◆ Given records
• • • • •

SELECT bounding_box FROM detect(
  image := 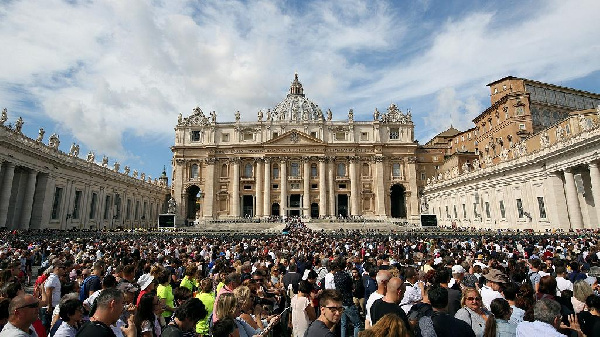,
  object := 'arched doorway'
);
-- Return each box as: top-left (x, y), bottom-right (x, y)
top-left (271, 202), bottom-right (279, 216)
top-left (390, 184), bottom-right (406, 219)
top-left (310, 202), bottom-right (319, 219)
top-left (185, 185), bottom-right (201, 222)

• • • • •

◆ Task prompt
Gather every line of the records above that contains the string "right", and list those lines in their original order.

◆ Solution for this problem
-- Return each box as: top-left (x, y), bottom-right (x, y)
top-left (271, 202), bottom-right (279, 216)
top-left (390, 184), bottom-right (406, 219)
top-left (310, 202), bottom-right (319, 219)
top-left (185, 185), bottom-right (201, 222)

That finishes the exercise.